Selected extract.
AquaDynamics is developing a water purification system that will allow the recycling of water. It uses no filters, chemicals or UV light. Instead, it purifies water the way nature does: through evaporation and condensation, only more efficiently -- up to 99.75% efficient. I have worked on systems like this for 15 years. I designed and developed a distiller that distilled water for just 20 watt*hours but it just wasn't robust enough to be reliable which is a big part if you want to solve the world's water crisis. That is the uniqueness of this solution. It eliminates all the complexity of other solutions so that it is reliable yet still efficient and it scales. From a tabletop unit that will distill just one gallon in about two hours to a unit that could distill hundreds of gallons in a day. Enough to supply a whole village with its water and it can run on solar panels.
This device can make any water drinkable including the water out of a septic system and the water it delivers is cleaner than that of any municipality in the world can deliver. Because it cleans the water at the point of use there is no infrastructure needed to get the water to and from a centralized processing plant. It cannot deliver contaminated water so there is no need of constantly testing the water before and after like with traditional Reverse Osmosis systems. Reverse Osmosis (RO) is the current standard process for cleaning water. There are all sorts of impurities that RO can't remove such as bacteria, viruses or PFAS and other chemicals. Distillation removes all of these and it doesn’t require chemicals or the use of UV. This is the future of water purification.

Task 1. According to the water purification text, how long has its writer worked on systems like this?
Task 2. Update the part of the water purification text that opens with the words containing "This device can" and closes with "of water purification.", putting "city" in place of "municipality".
Task 3. Write what comes next in the water purification text, picking up after its final sentence.

Dataset records:

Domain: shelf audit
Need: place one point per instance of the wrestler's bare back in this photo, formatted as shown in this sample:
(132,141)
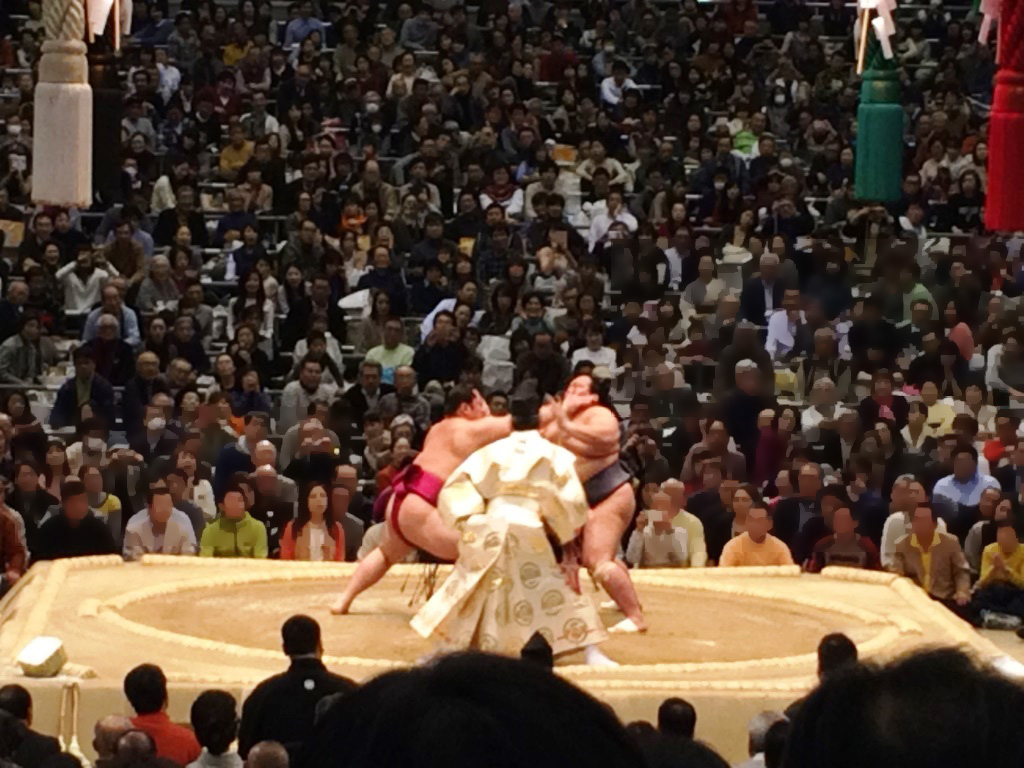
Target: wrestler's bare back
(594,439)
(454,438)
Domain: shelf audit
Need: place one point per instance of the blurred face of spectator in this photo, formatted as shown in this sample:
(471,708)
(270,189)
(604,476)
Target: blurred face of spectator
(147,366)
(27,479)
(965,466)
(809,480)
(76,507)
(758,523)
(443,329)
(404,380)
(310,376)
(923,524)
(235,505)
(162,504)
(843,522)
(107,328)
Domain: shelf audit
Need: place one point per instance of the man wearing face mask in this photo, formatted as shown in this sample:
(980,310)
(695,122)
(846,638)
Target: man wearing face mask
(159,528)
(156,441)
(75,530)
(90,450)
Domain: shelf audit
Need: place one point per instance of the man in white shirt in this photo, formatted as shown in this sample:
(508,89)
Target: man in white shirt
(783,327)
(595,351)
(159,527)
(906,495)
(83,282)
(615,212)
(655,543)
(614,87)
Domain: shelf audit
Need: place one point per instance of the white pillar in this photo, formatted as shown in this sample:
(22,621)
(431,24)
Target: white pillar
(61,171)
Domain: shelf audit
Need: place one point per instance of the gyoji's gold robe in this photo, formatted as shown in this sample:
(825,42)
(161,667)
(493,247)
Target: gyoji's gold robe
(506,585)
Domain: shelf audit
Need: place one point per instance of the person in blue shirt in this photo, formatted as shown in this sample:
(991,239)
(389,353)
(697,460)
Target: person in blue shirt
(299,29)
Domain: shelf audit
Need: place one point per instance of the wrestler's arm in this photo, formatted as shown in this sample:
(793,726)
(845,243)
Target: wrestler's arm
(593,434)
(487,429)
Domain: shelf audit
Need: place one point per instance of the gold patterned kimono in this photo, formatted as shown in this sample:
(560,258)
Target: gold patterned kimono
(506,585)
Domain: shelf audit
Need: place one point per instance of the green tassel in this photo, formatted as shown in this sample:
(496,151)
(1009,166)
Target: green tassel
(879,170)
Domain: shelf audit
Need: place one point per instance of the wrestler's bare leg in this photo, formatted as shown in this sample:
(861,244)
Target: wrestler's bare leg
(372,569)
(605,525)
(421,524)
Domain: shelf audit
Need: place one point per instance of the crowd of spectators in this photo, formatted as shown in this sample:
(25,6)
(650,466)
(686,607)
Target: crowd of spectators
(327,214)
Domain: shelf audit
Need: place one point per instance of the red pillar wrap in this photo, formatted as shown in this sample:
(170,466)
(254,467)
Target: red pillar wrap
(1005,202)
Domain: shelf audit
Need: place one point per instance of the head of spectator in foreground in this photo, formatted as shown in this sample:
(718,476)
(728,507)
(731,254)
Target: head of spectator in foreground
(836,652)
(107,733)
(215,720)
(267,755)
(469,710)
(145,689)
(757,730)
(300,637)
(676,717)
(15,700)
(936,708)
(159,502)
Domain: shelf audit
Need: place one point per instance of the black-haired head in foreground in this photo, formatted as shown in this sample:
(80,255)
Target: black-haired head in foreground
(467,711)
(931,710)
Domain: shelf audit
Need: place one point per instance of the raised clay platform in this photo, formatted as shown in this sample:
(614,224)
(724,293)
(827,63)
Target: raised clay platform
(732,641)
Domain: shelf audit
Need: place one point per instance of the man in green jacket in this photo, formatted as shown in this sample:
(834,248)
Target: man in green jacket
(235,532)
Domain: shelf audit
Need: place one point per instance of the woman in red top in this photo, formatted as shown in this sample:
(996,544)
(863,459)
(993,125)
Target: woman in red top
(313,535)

* * *

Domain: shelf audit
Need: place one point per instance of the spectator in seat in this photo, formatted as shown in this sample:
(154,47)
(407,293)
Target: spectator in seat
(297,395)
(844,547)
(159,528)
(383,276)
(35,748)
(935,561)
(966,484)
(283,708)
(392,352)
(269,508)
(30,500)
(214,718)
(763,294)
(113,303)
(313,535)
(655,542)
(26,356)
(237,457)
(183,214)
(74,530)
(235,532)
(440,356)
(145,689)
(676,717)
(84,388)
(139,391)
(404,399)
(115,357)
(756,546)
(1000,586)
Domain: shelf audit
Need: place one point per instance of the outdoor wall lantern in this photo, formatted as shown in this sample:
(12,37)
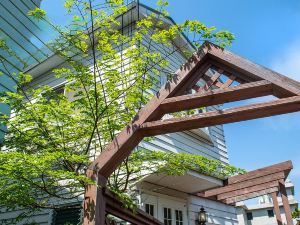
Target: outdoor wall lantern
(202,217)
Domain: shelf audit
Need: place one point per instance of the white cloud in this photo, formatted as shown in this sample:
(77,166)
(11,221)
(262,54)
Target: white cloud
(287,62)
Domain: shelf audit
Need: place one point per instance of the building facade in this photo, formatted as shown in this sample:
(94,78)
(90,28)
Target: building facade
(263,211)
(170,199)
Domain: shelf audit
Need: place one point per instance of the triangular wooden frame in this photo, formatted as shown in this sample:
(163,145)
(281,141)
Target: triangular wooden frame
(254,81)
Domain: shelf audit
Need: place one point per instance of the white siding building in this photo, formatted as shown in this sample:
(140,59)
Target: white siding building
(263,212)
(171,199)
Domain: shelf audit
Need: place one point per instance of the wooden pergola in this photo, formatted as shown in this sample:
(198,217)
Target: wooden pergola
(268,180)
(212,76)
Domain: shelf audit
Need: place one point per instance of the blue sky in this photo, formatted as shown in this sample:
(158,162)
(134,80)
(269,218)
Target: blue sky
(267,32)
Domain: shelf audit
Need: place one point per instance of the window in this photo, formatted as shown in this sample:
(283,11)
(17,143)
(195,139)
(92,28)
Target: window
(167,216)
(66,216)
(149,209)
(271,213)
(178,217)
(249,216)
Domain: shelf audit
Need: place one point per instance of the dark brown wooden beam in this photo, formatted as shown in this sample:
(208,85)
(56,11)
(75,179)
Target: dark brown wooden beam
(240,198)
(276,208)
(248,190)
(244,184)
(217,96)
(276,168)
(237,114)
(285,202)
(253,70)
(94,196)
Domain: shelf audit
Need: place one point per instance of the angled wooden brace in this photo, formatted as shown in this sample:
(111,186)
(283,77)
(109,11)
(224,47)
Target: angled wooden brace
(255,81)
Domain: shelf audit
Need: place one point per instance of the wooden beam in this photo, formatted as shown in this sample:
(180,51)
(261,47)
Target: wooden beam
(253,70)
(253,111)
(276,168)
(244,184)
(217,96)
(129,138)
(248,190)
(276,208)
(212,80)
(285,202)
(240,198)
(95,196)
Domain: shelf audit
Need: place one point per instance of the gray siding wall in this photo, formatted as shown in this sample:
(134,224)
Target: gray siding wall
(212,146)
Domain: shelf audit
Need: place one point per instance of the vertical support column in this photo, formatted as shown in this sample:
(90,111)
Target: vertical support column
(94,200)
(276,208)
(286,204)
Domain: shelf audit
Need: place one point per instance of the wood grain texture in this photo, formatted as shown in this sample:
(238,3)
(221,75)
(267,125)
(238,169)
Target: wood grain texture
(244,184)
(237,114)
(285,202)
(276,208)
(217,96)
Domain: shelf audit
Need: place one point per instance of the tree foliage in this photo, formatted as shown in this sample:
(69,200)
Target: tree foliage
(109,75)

Response 1. 15 years.

Response 2.
This device can make any water drinkable including the water out of a septic system and the water it delivers is cleaner than that of any city in the world can deliver. Because it cleans the water at the point of use there is no infrastructure needed to get the water to and from a centralized processing plant. It cannot deliver contaminated water so there is no need of constantly testing the water before and after like with traditional Reverse Osmosis systems. Reverse Osmosis (RO) is the current standard process for cleaning water. There are all sorts of impurities that RO can't remove such as bacteria, viruses or PFAS and other chemicals. Distillation removes all of these and it doesn’t require chemicals or the use of UV. This is the future of water purification.

Response 3.
1) Influent enters the evaporator at 212 and atmospheric pressure.
2) In the evaporator, the influent is heated with the heat coming from the condensers.
3) The pure steam is compressed by the compressor
4) As the steam enters the condenser, it is at a higher pressure and a slightly higher temperature.
5) As the steam condensers on the e/c wall, the heat of vaporization is conducted to the next water as it is boiled off in the evaporator.
6) The distillate is then drained into the distillate container.
As long as the pressure differential is maintained the water will continue to be distilled. The more efficient the heat transfer of the heat of vaporization the less pressure required.